**What the task requires**
For every line in the listing below that contains the word "target", add one to the tally. State the final number and nothing else.

**Data under study**
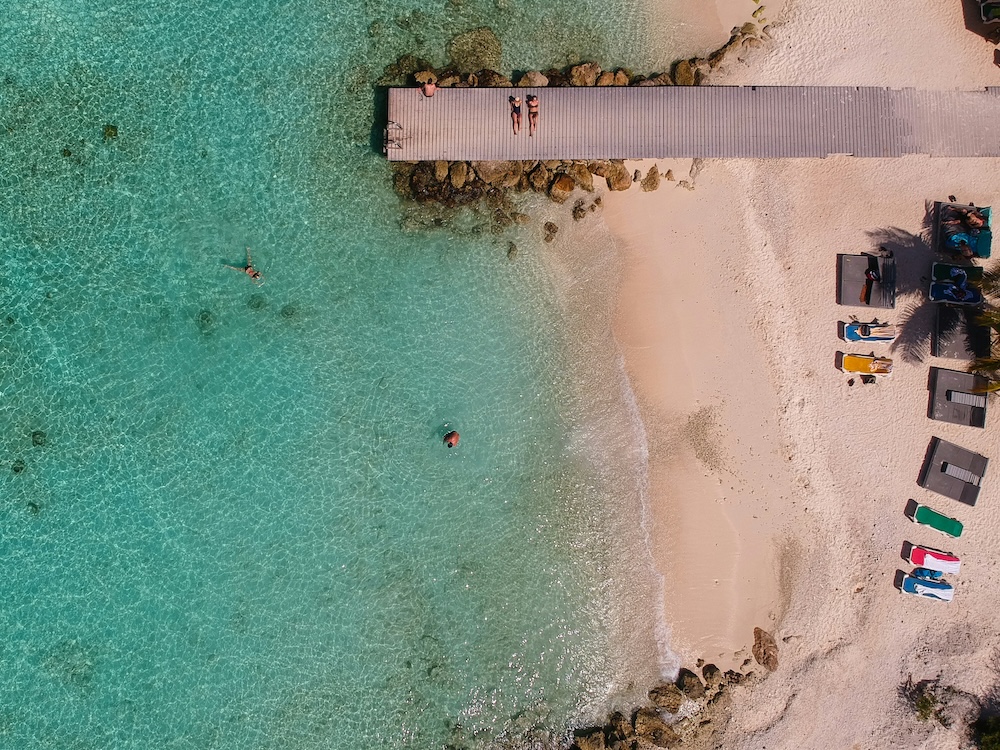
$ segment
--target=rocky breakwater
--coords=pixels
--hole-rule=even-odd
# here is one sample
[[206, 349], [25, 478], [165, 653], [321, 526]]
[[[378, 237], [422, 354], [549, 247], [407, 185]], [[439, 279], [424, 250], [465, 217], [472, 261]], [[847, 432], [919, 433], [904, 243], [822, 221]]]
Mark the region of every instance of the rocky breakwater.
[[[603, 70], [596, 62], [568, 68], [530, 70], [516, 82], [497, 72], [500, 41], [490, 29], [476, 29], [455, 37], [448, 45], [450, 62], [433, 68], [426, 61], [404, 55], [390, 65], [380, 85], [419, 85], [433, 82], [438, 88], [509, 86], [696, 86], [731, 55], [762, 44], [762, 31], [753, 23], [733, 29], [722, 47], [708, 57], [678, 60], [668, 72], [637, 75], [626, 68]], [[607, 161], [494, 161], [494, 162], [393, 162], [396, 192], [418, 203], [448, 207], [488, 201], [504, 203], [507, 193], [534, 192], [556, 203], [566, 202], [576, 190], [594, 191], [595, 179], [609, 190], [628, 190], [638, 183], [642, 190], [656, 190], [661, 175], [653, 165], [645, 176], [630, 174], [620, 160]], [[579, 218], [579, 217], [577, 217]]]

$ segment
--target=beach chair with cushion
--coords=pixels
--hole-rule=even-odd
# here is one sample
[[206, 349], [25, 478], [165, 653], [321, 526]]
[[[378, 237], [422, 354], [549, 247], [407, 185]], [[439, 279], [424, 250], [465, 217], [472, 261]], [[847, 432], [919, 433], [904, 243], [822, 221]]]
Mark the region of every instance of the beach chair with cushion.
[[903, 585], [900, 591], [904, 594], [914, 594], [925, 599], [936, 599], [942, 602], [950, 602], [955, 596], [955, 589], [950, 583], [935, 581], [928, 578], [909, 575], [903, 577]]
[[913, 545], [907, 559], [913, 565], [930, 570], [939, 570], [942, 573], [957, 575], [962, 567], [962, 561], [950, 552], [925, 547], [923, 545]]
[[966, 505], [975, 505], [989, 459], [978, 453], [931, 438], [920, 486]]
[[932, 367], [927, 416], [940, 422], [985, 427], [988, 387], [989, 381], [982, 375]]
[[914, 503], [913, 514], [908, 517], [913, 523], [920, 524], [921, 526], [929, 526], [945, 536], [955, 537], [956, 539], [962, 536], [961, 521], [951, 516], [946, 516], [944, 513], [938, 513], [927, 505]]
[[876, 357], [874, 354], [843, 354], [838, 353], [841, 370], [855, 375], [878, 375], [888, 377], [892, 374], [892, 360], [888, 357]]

---

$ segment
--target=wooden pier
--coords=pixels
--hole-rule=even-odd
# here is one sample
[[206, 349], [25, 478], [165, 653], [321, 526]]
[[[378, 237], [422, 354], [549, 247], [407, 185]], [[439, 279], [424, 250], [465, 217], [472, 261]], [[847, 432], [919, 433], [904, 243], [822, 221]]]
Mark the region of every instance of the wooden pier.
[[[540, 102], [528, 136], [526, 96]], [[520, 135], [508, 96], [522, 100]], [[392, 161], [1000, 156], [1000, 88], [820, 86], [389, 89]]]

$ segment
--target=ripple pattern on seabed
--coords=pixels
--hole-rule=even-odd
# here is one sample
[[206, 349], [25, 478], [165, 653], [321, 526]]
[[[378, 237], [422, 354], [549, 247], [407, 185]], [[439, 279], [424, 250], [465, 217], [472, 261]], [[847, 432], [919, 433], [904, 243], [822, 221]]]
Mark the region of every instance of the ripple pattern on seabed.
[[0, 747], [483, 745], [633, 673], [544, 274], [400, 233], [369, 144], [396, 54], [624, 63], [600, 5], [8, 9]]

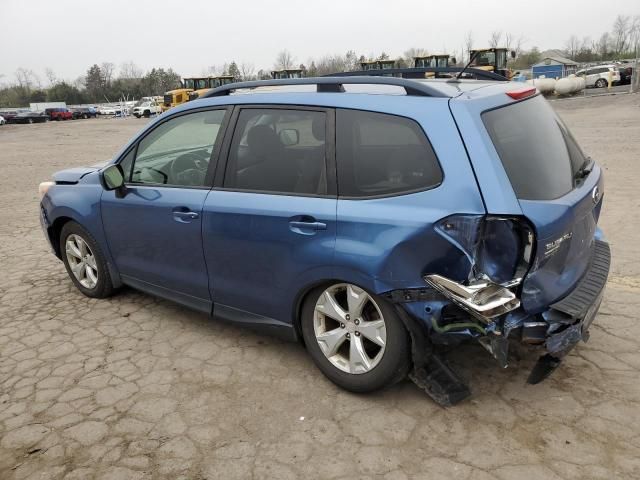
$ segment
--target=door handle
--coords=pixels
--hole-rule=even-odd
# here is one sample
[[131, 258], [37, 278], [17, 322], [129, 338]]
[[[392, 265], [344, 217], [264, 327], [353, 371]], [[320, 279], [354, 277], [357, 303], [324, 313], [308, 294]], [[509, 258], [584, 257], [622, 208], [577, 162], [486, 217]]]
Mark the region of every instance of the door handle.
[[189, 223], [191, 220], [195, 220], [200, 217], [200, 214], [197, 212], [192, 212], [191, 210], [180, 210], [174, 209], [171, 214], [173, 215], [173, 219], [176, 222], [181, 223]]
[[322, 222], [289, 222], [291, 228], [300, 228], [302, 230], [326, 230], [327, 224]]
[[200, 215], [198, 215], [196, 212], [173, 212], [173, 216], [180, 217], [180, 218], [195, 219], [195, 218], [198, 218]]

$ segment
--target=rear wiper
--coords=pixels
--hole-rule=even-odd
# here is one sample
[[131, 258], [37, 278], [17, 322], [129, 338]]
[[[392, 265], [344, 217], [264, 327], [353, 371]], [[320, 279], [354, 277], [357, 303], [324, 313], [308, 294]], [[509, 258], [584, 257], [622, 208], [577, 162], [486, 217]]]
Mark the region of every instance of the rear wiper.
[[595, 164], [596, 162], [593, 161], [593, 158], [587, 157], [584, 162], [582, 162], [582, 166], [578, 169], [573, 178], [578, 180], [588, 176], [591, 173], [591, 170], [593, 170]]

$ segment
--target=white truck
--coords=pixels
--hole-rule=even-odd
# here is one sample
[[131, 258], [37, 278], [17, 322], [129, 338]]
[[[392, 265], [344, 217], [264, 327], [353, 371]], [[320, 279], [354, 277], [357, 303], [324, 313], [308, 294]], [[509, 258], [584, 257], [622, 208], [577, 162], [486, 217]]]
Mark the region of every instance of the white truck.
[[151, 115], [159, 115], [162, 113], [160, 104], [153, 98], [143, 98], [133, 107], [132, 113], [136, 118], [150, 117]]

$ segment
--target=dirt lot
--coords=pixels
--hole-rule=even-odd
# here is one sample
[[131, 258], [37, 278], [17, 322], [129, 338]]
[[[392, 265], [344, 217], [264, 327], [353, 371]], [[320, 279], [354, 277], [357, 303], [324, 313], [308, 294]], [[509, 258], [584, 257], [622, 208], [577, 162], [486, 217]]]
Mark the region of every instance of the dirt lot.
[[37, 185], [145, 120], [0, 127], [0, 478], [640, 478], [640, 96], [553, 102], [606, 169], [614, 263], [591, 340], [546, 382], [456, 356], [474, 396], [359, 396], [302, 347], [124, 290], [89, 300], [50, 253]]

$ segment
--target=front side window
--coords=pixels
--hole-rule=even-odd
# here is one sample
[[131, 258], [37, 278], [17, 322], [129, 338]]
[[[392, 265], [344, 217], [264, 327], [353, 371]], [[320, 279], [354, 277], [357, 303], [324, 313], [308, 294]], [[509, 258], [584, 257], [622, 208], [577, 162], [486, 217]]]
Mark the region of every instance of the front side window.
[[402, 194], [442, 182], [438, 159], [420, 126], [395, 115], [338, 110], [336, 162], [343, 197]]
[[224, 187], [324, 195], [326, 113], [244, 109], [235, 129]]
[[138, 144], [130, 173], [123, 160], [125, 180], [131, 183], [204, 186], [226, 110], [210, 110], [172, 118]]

**Answer section**
9